**Supplied data**
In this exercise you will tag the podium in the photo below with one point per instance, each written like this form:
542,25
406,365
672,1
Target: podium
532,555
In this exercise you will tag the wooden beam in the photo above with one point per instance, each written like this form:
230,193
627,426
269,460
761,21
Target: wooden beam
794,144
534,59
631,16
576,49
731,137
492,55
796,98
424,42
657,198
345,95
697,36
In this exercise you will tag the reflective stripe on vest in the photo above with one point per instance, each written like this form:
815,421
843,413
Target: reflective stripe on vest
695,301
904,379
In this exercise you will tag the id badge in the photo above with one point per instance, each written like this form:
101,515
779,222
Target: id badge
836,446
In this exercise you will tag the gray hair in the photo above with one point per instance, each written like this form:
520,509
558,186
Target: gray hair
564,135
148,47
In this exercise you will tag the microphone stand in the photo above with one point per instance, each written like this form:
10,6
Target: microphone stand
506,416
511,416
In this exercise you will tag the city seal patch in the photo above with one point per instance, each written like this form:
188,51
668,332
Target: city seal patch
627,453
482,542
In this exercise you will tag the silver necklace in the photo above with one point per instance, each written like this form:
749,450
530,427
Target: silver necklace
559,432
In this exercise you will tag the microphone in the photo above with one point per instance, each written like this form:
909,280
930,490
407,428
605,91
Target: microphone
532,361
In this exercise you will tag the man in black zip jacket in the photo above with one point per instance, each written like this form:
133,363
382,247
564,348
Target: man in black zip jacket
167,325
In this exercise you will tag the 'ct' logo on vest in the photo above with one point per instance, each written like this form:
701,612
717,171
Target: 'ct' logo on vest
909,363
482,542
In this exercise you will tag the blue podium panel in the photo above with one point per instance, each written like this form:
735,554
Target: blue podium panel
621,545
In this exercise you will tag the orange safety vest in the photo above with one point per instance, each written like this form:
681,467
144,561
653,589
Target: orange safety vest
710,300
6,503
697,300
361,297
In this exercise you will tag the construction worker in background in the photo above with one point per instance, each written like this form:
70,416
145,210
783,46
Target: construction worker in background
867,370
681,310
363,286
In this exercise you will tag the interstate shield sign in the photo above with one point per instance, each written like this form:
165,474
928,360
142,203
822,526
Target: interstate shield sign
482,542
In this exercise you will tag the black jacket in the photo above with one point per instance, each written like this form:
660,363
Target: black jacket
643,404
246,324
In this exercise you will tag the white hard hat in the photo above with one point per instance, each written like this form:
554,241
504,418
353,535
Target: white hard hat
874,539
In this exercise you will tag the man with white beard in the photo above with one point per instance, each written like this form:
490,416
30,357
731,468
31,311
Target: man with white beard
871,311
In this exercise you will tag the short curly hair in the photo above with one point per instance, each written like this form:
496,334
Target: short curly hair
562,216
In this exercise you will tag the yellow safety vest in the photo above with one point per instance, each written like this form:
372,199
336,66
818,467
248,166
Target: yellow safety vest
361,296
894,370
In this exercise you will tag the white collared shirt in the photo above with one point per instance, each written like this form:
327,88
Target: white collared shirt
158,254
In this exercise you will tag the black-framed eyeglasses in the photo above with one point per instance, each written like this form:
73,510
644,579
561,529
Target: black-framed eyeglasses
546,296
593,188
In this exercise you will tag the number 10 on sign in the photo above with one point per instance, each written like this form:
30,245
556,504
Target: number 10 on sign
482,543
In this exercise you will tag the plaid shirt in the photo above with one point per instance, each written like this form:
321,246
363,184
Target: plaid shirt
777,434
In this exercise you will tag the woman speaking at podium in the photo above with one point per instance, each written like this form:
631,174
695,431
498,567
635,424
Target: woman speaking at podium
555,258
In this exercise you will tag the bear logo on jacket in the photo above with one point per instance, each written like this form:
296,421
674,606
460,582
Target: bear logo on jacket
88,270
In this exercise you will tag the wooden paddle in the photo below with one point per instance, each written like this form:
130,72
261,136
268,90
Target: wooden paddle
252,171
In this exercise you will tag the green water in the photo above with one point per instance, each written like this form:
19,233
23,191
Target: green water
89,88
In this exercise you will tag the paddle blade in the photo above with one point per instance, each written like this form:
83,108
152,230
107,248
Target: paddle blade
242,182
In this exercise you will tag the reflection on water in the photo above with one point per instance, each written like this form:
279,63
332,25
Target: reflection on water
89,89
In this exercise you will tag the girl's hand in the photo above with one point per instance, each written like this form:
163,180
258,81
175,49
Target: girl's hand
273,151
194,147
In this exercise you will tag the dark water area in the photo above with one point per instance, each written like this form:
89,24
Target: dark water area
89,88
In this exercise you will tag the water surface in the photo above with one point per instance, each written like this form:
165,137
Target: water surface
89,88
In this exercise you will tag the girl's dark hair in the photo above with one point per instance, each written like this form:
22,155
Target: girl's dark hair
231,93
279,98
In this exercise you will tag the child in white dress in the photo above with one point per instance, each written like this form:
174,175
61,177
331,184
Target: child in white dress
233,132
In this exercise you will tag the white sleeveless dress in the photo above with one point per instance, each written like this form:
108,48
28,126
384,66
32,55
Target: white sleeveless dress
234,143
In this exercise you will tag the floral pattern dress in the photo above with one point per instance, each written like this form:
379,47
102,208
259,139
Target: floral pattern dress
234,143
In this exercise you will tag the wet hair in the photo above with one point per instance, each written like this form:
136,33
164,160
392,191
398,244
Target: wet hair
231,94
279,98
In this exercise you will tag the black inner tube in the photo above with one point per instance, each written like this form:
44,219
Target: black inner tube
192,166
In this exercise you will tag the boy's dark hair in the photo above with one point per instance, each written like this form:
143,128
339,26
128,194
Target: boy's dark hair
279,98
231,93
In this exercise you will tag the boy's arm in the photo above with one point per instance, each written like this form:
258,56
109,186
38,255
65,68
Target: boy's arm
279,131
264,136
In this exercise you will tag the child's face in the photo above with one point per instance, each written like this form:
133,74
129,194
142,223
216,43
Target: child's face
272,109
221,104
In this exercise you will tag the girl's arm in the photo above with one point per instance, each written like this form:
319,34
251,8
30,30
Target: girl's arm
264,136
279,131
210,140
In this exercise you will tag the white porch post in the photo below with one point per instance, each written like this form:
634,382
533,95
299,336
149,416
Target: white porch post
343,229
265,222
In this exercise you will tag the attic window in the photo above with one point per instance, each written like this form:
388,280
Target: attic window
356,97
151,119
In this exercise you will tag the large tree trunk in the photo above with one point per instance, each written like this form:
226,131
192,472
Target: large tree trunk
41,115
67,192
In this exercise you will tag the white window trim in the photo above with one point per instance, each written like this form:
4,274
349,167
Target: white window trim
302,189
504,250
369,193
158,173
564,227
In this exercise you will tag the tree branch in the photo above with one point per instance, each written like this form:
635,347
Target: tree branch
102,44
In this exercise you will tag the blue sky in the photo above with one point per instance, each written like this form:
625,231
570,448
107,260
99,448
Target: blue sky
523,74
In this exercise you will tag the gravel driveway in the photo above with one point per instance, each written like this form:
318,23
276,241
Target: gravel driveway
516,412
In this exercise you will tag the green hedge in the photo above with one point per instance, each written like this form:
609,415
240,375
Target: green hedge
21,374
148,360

**Set problem**
Repeat, without changes, every line from the one that contains "In this exercise you will tag the large" through the final line of the data.

**Result of the task**
In this exercise you will tag the large tree trunk in the photo above with one point per instance, each written like this form:
226,131
192,472
Target: large tree trunk
41,115
67,192
In this exercise you will tag the white window trim in the photo above with one point per instance, each written like this form:
4,274
349,167
Target: white window trim
302,189
504,250
369,193
158,173
564,227
In this exercise you will tag the tree branch in the photo above with one point per instance, each written like this form:
635,347
Target: tree branch
102,44
In this exercise you will tag the blue sky in the photo above with one point per instance, each written like this form:
625,231
570,448
107,260
99,448
Target: blue sky
523,74
In this exercise you will tag the gravel driveway in the photo above with one point per instance, each written like this form:
318,23
276,241
Target: gravel driveway
516,412
In this exercise you will tag the green hedge in the photo above with one point per instance, each written like this form:
609,415
240,375
Target: green hedge
21,374
148,360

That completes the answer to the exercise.